**COMPLETE THE FOLLOWING:**
**A.** In the forum post about loving your dogs now, rewrite the part starting at "One of the hardest" and ending at "might come sometimes.", changing "puppy" to "young pup".
**B.** Answer these questions about the forum post about loving your dogs now:
(i) For how long did they know their first dog was dying?
(ii) What happened to Jacks last month?
(iii) Where was the cancer clinic the writer called?
**C.** Pick up the forum post about loving your dogs now from where it stops.

[Opening EXCERPT PROVIDED section]

# Love them Now



## Megora (Jun 7, 2010)

One of the hardest and most painful lessons we learned with our first boy was the very last one. We knew he was dying for 6 months, but we lived in denial. We blocked the thought of the end from our heads.

On one hand, we did everything to give that dog as good a life to the end as we could, but there were still painful regrets. Things we didn't think about. Things we never considered. Little things. Things we could have done BEFORE he got sick. Before the final 6 months. Going back to the beginning when he was a puppy. There was so much stuff we could have done better. 

And you never know when the end might come sometimes. 

It comes as an utter shock.

Blindsides you.

Leaves you feeling like you've cried so much that there's just nothing but numb dead pain inside. 

I had all this going through my head recently with everything that happened with my Jacks last month. He had a nosebleed. I thought it was cancer and I though we were going to lose him. I had even called up and spoke with a tech at a cancer clinic here in MI to discuss end of life treatment for a dog who you don't want to put through chemo or radiation, but who is not there at the end yet. We discussed what I could do. I spoke with friends who went through similar things... cancers... with their dogs and their experience. Even the thought of Jacks going through the disfiguring conditions of the type of cancer I thought he might have, hurt like a stab in the chest. Because this is a dog whose face lights your day just looking at it. Not just him being beautiful. He's always been a dog who has that kind of face you never forget. You can see his vibrant little soul in his face. And when I say vibrant - mean bigger than life.

[Closing EXCERPT PROVIDED section]
[Opening MATERIAL PROVIDED section]

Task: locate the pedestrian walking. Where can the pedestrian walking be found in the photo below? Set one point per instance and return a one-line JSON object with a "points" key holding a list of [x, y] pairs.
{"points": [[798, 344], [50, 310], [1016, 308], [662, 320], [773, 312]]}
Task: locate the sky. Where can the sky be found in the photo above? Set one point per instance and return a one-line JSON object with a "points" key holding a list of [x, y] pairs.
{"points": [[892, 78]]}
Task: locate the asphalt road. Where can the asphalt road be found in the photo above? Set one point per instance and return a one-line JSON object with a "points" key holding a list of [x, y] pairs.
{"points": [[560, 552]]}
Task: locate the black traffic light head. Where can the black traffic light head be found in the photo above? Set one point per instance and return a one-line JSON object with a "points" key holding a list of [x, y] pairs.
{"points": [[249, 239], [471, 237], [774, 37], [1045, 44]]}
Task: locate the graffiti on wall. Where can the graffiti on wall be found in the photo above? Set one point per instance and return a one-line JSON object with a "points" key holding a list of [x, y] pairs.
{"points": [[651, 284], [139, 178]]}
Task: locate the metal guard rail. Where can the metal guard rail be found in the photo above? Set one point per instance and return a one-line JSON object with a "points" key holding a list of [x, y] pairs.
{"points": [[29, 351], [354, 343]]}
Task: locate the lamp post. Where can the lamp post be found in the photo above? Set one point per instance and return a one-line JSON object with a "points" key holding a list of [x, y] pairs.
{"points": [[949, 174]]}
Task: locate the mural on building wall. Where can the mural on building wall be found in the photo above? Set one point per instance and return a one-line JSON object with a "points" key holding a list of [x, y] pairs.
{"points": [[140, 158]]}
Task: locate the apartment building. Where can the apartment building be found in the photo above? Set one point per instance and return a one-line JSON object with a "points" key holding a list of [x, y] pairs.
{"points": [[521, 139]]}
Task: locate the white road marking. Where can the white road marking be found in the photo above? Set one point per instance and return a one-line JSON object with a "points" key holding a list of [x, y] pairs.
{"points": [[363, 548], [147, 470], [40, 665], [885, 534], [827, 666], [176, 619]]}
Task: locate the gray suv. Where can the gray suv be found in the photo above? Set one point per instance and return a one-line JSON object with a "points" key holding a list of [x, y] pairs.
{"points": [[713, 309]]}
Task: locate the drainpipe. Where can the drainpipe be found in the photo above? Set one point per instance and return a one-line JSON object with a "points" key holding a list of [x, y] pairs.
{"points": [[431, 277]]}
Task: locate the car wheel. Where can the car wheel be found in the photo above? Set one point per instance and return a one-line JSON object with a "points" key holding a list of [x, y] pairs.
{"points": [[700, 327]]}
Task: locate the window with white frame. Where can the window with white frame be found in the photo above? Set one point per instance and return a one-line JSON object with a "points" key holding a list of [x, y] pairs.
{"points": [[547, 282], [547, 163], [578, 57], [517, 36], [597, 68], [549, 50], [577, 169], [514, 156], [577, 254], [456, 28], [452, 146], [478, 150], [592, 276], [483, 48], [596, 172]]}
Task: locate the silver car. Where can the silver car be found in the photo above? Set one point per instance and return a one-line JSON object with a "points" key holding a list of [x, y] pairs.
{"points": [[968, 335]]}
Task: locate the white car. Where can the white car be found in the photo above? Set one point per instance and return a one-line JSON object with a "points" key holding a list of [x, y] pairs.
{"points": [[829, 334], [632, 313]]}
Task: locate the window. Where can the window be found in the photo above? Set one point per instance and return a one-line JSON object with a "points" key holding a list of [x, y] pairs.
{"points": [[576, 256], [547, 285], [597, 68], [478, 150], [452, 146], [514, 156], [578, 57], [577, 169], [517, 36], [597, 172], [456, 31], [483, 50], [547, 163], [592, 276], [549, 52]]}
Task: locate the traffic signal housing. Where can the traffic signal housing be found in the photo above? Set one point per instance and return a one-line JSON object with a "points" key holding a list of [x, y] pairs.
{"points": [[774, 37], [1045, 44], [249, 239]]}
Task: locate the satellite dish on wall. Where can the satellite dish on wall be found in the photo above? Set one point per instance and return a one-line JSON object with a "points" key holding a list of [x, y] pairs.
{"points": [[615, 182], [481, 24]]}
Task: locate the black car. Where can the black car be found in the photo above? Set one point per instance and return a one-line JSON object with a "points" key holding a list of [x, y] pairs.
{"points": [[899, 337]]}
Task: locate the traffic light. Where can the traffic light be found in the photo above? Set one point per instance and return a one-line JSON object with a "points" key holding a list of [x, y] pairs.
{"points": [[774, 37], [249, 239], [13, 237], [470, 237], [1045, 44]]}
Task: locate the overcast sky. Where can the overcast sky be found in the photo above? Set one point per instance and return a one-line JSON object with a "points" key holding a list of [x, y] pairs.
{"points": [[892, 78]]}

[Closing MATERIAL PROVIDED section]

**OUTPUTS FOR THE TASKS:**
**A.**
One of the hardest and most painful lessons we learned with our first boy was the very last one. We knew he was dying for 6 months, but we lived in denial. We blocked the thought of the end from our heads.

On one hand, we did everything to give that dog as good a life to the end as we could, but there were still painful regrets. Things we didn't think about. Things we never considered. Little things. Things we could have done BEFORE he got sick. Before the final 6 months. Going back to the beginning when he was a young pup. There was so much stuff we could have done better. 

And you never know when the end might come sometimes.

**B.**
(i) Six months.
(ii) He had a nosebleed.
(iii) In MI.

**C.**
No. 

Jacks did not have cancer. And he is quite back to normal in every way. And happy.

But we just lost our Arthur. Not sure who remembers him here... but he was the very sweet rough collie that our family adopted 10 years ago. He was going to turn 13 in September....

My sister and mom opted not to do a necropsy, but we suspect we know what happened. Sunday morning he had a very high fever and was going into shock. There was infection somewhere in his body and the vet did not think he was strong enough to fight it. Among else, his arthritis was really bad and all the meds to treat his arthritis were taking their toll on his liver. 

We all knew his arthritis was crippling him. He couldn't walk anymore. We had to carry him outside, hold him up so he could go potty, and carry him back in. 

We knew there were other issues related to nerves and his arthritis - including frequent accidents.

We knew his liver was starting to fail.

But we just weren't ready. None of us were. 

I believe he is going to be another dog who we will go a few years avoiding talking about - because the pain is just too much. 

I'm writing this partly and again to remind everyone to not take any day for granted. Not today or tomorrow. 

If there's things you've thought about doing for the dogs or getting for the dogs - do it now. 

I mean things like buying toys for them every time you get a paycheck. Buy them the special canned food every other week as a special treat. I used to get the Evangers canned food, but now purchase the Merrick cans of beef stew or other products for my boys. Buy the plush orthopedic beds for them to sleep on.

Let them sleep on the couch or your bed. 

Let them "clean" your plate when you're done eating. 

Let them have the run of the house and yes - take them swimming every chance you get. Or take them places that you know fills them with joy. 

Arth had no appreciation for lakes and ponds and did not like the goldens getting in there. But he loved fields. When he could open up and RUN - that was what he loved. 

Don't put stuff off for later.


----------



## BriGuy (Aug 31, 2010)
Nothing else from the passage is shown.